SOURCE EXCERPT:
-- BEGIN --
So I think IBM will deliver a top-end commercial machine with 256 Power7 cores, and with four threads per core, that works out to 1,024 threads. That is eight times the number of instruction threads compared to the Power 595, and even if IBM drops the clock speeds of the Power7 cores as low as 3 GHz, that still works out to something like 600,000 CPWs of online transaction power.
By the way, the PowerVM hypervisor will probably support one virtual machine per thread at its finest granularity starting with Power7 iron, but could do 10 VMs per processor core up to a maximum of 1,000. IBM artificially capped the top-end number of virtual machines per system at 254 on Power5 and Power6 iron (for reasons that have never been clearly explained) while offering a maximum granularity of 10 VMs per core. I think that if the PowerVM hypervisor can support 10 VMs per core now, it should push it to 20 with i 7.1 and offer as many as 5,120 VMs on the biggest Power7 box. This is what it will take to be the basis of cloudy-style infrastructure, and this is something that no other platform can deliver. (That would work out to somewhere between 117 and 156 CPWs per VM, I realize, which is not much.)
I do not think IBM will use MCM packaging, as it does with the Blue Waters Power 7 IH supercomputer nodes, and as it did in the Power5/5+ and prior generations of i and p boxes, and that it will plunk Power7 chips into sockets on processor books as it did with the Power6-based Power 595s. This is a lot cheaper to manufacture. The advent of the on-chip 32 MB of embedded DRAM (eDRAM) in the Power7 chip design means IBM doesn’t even have to put the L3 cache and the chip on a single package before slapping it onto the book. Just solder it on there and be done with it. I would guess further that IBM will once again put four chips onto a book and eight books into a system, which is the way IBM can argue that a lot of the guts of the Power 595 machine remain as it is upgraded to a future Power7 box, and therefore, as Big Blue has promised, it can offer upgrades that preserve serial numbers as part of an upgrade. In fact, it is the preservation of serial numbers that makes it an upgrade rather than a box swap, and there are accounting rules that govern this.
-- END --
Collection entries
-- BEGIN --
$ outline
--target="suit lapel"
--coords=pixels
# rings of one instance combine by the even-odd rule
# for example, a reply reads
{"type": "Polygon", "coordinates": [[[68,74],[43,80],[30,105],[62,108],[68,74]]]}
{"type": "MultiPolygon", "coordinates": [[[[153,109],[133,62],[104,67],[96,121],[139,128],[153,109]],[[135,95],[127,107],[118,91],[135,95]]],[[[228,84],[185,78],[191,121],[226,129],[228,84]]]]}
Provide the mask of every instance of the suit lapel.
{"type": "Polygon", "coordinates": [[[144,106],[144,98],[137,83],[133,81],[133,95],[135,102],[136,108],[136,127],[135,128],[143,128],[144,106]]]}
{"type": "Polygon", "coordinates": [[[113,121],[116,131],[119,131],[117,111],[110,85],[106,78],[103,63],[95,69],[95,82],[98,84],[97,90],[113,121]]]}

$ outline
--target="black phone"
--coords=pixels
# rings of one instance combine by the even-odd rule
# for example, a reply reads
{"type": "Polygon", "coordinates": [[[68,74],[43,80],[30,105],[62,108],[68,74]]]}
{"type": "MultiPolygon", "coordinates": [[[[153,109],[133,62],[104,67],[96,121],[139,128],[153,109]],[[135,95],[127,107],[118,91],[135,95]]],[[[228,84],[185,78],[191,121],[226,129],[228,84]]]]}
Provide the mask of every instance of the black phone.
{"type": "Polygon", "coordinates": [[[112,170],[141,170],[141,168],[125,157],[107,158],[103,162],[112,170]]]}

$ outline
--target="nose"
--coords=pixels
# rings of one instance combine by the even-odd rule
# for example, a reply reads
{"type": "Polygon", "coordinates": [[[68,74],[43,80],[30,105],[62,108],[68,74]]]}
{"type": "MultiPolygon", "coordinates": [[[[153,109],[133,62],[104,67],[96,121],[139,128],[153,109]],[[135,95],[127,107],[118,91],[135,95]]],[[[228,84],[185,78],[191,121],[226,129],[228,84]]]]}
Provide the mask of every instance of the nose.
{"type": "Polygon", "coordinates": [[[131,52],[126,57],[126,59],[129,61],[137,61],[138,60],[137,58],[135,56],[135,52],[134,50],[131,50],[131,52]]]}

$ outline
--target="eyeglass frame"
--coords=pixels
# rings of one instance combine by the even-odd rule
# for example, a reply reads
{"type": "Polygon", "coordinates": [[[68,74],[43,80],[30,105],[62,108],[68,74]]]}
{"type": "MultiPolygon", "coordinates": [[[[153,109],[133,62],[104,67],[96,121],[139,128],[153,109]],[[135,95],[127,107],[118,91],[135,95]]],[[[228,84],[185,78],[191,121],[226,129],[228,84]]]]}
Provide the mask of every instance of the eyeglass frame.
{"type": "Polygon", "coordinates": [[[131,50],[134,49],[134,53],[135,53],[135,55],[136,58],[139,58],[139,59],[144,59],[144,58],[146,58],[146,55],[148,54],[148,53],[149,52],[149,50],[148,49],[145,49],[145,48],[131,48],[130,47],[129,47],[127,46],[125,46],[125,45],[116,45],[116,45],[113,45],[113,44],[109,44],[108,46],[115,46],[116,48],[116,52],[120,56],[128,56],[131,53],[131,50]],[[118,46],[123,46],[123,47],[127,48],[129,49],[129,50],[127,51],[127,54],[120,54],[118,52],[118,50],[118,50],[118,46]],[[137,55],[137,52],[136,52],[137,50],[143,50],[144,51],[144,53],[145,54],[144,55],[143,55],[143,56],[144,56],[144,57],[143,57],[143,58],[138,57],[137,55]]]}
-- END --
REQUIRED ACTIONS:
**A.** Which CPW figures does the Power7 excerpt mention?
**B.** Which lines in the rows contain the word "black"? List each of them.

ANSWERS:
**A.** 600,000 CPWs; 117 CPWs per VM; 156 CPWs per VM

**B.**
--target="black phone"
Provide the mask of every instance of the black phone.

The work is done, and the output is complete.